-- What needs to be done --
Output the complete listing exactly, please, and keep the pictures out of it.

= = = = =

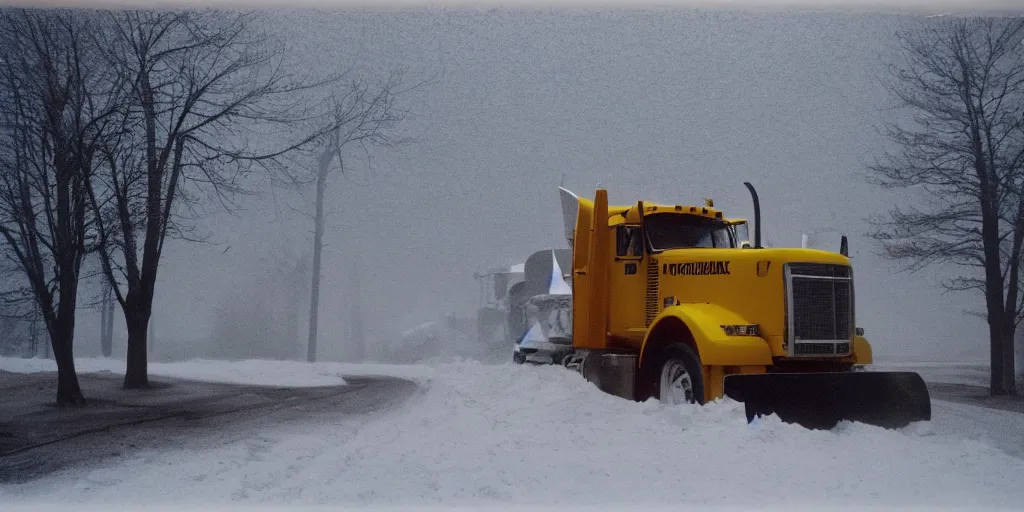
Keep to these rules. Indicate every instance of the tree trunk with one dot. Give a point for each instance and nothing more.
(136, 372)
(1009, 364)
(61, 339)
(317, 246)
(107, 334)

= = = = =

-- Solution to the problem --
Keep to these rules. Indicate every instance of the tree trunk with one dot. Give a point for each instance and nothing more.
(136, 372)
(1009, 364)
(61, 339)
(317, 246)
(107, 334)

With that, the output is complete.